[Stored records]
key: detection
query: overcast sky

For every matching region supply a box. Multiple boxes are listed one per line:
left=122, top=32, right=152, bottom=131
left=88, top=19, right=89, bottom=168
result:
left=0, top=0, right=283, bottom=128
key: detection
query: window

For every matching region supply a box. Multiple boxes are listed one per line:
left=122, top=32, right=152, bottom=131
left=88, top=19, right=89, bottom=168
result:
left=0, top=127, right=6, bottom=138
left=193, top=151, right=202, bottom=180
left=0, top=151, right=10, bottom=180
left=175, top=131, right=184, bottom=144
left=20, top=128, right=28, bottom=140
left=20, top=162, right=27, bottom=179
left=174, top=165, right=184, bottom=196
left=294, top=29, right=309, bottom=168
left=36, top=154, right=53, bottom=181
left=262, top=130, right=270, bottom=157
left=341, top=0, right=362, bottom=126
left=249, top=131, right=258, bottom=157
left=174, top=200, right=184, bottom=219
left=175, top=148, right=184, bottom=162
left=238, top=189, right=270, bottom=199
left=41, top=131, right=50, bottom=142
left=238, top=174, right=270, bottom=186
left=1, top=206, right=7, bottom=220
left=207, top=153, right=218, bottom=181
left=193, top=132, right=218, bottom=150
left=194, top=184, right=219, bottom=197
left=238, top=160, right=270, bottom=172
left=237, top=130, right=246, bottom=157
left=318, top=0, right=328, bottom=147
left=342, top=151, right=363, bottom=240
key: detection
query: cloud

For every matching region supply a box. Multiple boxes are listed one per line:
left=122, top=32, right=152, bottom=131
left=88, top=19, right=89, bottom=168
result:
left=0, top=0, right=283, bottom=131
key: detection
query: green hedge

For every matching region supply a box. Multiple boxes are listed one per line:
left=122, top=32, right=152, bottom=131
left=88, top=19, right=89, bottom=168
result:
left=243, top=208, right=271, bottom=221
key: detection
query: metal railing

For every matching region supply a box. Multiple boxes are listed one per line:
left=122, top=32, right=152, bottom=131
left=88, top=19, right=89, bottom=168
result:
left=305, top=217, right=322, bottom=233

§ **EXERCISE DETAILS**:
I need each line of the entries that holds the string "query" located and copied.

§ **SOLUTION TO THIS EXERCISE**:
query: overcast sky
query: window
query: cloud
query: green hedge
query: metal railing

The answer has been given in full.